***** Record forniti

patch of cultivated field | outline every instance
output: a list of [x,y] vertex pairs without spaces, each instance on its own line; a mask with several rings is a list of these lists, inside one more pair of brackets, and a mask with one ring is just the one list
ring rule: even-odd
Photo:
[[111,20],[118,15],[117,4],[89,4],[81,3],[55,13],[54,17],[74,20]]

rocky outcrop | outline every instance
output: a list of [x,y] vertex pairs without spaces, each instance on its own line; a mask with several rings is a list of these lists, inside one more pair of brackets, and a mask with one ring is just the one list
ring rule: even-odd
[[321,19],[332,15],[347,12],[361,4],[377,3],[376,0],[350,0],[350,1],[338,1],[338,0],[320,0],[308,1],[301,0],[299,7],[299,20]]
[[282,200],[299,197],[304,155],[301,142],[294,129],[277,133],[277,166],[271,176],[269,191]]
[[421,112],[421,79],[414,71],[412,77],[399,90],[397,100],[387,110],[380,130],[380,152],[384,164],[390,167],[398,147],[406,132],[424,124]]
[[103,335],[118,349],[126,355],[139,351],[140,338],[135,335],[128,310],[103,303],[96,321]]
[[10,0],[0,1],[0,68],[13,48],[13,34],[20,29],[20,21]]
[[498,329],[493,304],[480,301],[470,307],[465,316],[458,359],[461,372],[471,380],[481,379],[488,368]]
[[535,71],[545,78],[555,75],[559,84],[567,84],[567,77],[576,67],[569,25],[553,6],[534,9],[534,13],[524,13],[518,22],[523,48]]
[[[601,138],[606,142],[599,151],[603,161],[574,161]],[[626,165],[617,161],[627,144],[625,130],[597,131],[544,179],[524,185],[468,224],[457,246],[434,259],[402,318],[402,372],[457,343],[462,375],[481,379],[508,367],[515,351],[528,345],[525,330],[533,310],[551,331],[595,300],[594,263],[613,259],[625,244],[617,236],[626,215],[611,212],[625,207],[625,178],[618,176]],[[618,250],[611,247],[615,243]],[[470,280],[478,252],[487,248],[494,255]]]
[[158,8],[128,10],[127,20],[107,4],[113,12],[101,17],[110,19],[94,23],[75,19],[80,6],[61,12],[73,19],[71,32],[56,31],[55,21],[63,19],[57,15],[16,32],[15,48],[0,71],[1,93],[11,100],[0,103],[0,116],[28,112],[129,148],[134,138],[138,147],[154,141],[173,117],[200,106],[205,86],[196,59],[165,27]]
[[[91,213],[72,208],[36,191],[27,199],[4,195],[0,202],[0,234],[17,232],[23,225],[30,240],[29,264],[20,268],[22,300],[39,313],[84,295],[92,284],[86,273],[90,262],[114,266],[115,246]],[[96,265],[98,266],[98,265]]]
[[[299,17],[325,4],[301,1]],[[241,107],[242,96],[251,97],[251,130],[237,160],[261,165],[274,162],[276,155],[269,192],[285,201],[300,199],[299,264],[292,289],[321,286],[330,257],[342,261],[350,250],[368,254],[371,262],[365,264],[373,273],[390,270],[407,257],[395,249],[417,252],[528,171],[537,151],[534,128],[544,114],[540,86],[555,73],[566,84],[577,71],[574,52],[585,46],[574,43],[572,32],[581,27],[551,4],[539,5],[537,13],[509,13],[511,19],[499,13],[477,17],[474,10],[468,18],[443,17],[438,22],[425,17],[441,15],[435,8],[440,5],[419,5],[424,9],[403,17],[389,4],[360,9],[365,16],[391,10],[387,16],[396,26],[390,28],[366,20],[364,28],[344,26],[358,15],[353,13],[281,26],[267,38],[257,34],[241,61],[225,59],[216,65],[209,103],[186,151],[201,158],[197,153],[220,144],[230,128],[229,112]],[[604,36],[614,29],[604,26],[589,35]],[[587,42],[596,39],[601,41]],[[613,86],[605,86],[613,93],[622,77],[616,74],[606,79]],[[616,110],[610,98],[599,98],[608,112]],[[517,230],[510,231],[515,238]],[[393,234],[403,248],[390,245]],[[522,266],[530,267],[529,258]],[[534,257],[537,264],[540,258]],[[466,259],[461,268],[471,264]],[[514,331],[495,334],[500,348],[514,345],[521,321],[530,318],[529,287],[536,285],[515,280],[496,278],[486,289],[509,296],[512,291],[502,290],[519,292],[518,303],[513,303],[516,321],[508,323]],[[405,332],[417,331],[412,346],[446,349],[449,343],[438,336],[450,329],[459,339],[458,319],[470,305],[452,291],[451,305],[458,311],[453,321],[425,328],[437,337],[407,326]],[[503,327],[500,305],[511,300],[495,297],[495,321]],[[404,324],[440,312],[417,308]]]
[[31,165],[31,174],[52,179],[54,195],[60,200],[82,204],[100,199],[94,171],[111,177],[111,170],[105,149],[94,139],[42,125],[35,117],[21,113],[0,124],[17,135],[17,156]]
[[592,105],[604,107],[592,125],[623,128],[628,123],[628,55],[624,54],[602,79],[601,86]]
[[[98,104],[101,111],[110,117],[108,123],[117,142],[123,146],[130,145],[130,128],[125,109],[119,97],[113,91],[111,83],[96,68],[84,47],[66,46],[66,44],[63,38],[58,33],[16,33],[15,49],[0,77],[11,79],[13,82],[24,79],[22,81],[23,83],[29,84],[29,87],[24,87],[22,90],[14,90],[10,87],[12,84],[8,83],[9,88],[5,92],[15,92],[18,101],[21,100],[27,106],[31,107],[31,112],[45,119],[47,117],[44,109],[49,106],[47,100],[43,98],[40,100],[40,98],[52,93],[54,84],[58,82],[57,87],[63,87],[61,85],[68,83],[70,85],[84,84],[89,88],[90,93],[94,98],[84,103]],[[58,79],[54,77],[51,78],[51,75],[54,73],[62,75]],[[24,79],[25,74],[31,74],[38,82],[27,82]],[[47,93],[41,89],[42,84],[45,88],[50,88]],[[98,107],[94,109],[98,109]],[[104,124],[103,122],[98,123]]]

**********

■ Da svolgere
Seleziona tutte le righe dei record che contengono la parola "outline", distinguendo tra maiuscole e minuscole.

■ Risposta al problema
patch of cultivated field | outline every instance
rocky outcrop | outline every instance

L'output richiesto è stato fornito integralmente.